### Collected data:
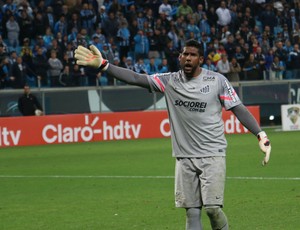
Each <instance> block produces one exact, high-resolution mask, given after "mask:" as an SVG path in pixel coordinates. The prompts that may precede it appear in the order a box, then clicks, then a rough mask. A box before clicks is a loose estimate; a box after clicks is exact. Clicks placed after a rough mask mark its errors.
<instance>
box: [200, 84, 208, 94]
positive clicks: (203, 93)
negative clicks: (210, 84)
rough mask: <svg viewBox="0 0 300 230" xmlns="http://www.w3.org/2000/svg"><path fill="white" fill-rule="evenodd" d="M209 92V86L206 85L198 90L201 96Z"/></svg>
mask: <svg viewBox="0 0 300 230" xmlns="http://www.w3.org/2000/svg"><path fill="white" fill-rule="evenodd" d="M209 92H210V91H209V85H206V86H204V87H203V88H202V89H200V93H202V94H208V93H209Z"/></svg>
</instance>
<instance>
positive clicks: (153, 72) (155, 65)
mask: <svg viewBox="0 0 300 230" xmlns="http://www.w3.org/2000/svg"><path fill="white" fill-rule="evenodd" d="M146 72H147V74H149V75H151V74H155V73H158V66H157V65H156V63H155V58H154V57H151V58H150V61H149V63H148V64H146Z"/></svg>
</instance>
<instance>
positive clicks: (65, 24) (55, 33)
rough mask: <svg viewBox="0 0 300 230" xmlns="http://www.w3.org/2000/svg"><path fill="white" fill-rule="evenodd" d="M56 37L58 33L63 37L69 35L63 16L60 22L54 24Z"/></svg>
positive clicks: (66, 23) (54, 31)
mask: <svg viewBox="0 0 300 230" xmlns="http://www.w3.org/2000/svg"><path fill="white" fill-rule="evenodd" d="M53 31H54V35H55V36H56V35H57V34H58V33H61V35H62V36H64V35H66V34H67V31H68V27H67V22H66V18H65V16H64V15H61V16H60V18H59V20H58V21H57V22H56V23H55V24H54V29H53Z"/></svg>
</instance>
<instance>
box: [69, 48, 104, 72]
mask: <svg viewBox="0 0 300 230" xmlns="http://www.w3.org/2000/svg"><path fill="white" fill-rule="evenodd" d="M74 57H75V58H76V59H77V61H76V63H77V64H78V65H83V66H90V67H94V68H100V70H106V69H107V67H108V61H107V60H105V59H103V57H102V54H101V52H100V51H99V50H98V49H97V47H96V46H94V45H91V46H90V49H87V48H85V47H83V46H81V45H79V46H78V47H77V49H76V50H75V55H74Z"/></svg>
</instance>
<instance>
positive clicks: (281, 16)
mask: <svg viewBox="0 0 300 230" xmlns="http://www.w3.org/2000/svg"><path fill="white" fill-rule="evenodd" d="M0 7H1V10H0V19H1V20H0V21H1V24H0V33H1V34H0V88H1V89H10V88H22V87H23V86H24V84H28V85H30V86H31V87H37V86H38V87H71V86H93V85H98V84H99V85H114V84H122V82H115V81H114V80H113V79H112V78H111V77H110V76H109V75H106V73H99V72H96V71H95V70H93V69H90V68H83V67H82V66H78V65H77V64H76V63H75V60H74V58H73V52H74V49H75V48H76V47H77V46H78V45H83V46H85V47H88V46H89V45H91V44H93V45H95V46H96V47H97V48H98V49H99V50H100V51H101V52H102V54H103V55H104V57H105V58H106V59H108V60H109V62H110V63H113V64H115V65H118V66H122V67H125V68H128V69H132V70H134V71H136V72H139V73H147V74H153V73H165V72H170V71H177V70H178V68H179V66H178V55H179V53H180V51H181V49H182V47H183V46H184V43H185V41H186V40H187V39H196V40H197V41H199V43H201V44H202V46H203V49H204V55H205V60H204V63H203V66H202V67H203V68H207V69H211V70H214V71H218V72H220V73H222V74H224V75H225V76H226V77H227V78H228V79H229V80H230V81H245V80H247V81H249V80H282V79H300V49H299V41H300V40H299V38H300V24H299V23H300V1H299V0H290V1H288V0H286V1H268V0H265V1H264V0H249V1H247V0H243V1H234V0H228V1H218V0H215V1H214V0H152V1H150V0H143V1H141V0H137V1H129V0H81V1H67V0H65V1H64V0H31V1H30V0H5V1H0Z"/></svg>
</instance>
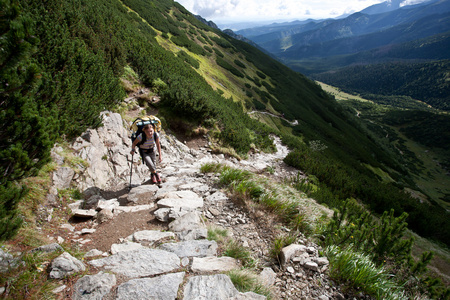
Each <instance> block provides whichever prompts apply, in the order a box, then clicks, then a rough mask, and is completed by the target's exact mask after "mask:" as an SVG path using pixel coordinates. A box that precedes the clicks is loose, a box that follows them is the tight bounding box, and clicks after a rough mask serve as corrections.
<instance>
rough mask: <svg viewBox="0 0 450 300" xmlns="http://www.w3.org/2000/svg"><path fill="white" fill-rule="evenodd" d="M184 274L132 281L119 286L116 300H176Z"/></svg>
mask: <svg viewBox="0 0 450 300" xmlns="http://www.w3.org/2000/svg"><path fill="white" fill-rule="evenodd" d="M184 274H185V273H184V272H180V273H173V274H167V275H162V276H158V277H154V278H141V279H133V280H130V281H128V282H125V283H123V284H121V285H119V287H118V288H117V297H116V300H128V299H130V300H137V299H161V300H162V299H164V300H165V299H167V300H170V299H176V298H177V293H178V289H179V287H180V284H181V283H182V282H183V278H184Z"/></svg>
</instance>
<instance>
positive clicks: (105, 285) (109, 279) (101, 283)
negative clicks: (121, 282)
mask: <svg viewBox="0 0 450 300" xmlns="http://www.w3.org/2000/svg"><path fill="white" fill-rule="evenodd" d="M115 285H116V276H115V275H114V274H108V273H103V272H99V273H98V274H96V275H87V276H84V277H82V278H80V279H78V281H77V282H76V283H75V285H74V286H73V294H72V299H73V300H93V299H98V300H101V299H103V296H105V295H106V294H108V293H109V292H110V291H111V288H112V287H113V286H115Z"/></svg>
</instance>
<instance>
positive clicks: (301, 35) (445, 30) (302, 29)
mask: <svg viewBox="0 0 450 300" xmlns="http://www.w3.org/2000/svg"><path fill="white" fill-rule="evenodd" d="M447 12H450V1H449V0H440V1H433V2H429V3H428V4H427V5H417V6H406V7H402V8H400V9H396V10H394V11H390V12H386V13H382V14H376V15H368V14H364V13H361V12H358V13H355V14H352V15H350V16H349V17H347V18H344V19H341V20H325V21H323V22H319V23H313V22H310V23H308V24H305V25H302V26H292V27H291V28H290V29H289V30H284V31H279V32H276V33H274V32H272V33H267V34H264V35H261V36H258V37H250V39H251V40H253V41H254V42H256V43H257V44H259V45H260V46H261V47H263V48H264V49H266V50H268V51H269V52H271V53H274V54H275V55H277V56H279V57H280V58H282V59H283V58H284V53H285V52H286V51H291V52H295V51H296V49H301V48H302V47H310V46H317V45H321V44H322V43H324V42H327V41H333V40H337V39H342V38H350V37H357V36H363V35H367V34H371V33H376V32H379V33H383V32H385V31H386V30H388V29H390V28H394V27H395V26H403V27H404V28H405V29H406V31H405V30H400V31H398V33H397V34H398V35H399V36H398V37H399V38H401V35H403V34H405V32H406V33H408V35H409V36H411V34H412V33H411V30H409V29H408V27H409V26H416V28H418V27H419V26H417V22H419V21H420V20H427V18H428V20H429V23H430V24H433V18H436V19H438V20H440V19H441V18H442V17H441V16H440V14H445V13H447ZM434 25H435V28H433V29H432V30H429V32H428V33H426V34H427V35H428V36H429V35H434V34H437V33H442V32H445V31H447V30H449V27H448V26H447V24H442V23H440V22H434ZM426 26H427V28H431V27H430V26H432V25H426ZM237 33H238V34H242V32H241V31H239V32H237ZM390 34H395V33H390ZM243 35H244V36H245V34H243ZM424 37H426V35H420V36H418V37H417V38H424ZM412 39H414V37H413V36H412V37H411V39H410V40H412ZM404 41H407V40H406V39H403V40H402V42H404ZM390 43H391V42H390ZM378 46H381V44H380V43H375V44H374V46H373V47H378ZM364 50H367V47H366V49H364ZM331 55H334V54H331ZM288 56H289V58H290V59H292V58H298V59H301V58H303V57H304V54H303V53H302V52H299V53H298V55H297V56H296V55H293V54H292V53H289V54H288Z"/></svg>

### What the task requires:
Send back an exact copy of only the lines from the line with "Each <instance> block provides" up to and including the line with "positive clicks: (105, 285)" in the data above.

### Problem solution:
Each <instance> block provides whichever prompts apply, in the order a box, then clicks, then a rough mask, and is completed by the target's exact mask after "mask:" as an SVG path using pixel coordinates. A box that precedes the clicks is loose, a box that follows them is the tight bounding box, and clicks after a rough mask serve as corrections.
<instance>
rough mask: <svg viewBox="0 0 450 300" xmlns="http://www.w3.org/2000/svg"><path fill="white" fill-rule="evenodd" d="M184 274L132 281L119 286L116 300H176Z"/></svg>
mask: <svg viewBox="0 0 450 300" xmlns="http://www.w3.org/2000/svg"><path fill="white" fill-rule="evenodd" d="M184 274H185V273H184V272H180V273H173V274H167V275H162V276H158V277H154V278H141V279H133V280H130V281H128V282H125V283H123V284H121V285H119V287H118V288H117V297H116V300H128V299H130V300H137V299H161V300H162V299H164V300H165V299H167V300H170V299H176V298H177V293H178V289H179V287H180V284H181V283H182V282H183V278H184Z"/></svg>
</instance>
<instance>
positive clicks: (105, 285) (109, 279) (101, 283)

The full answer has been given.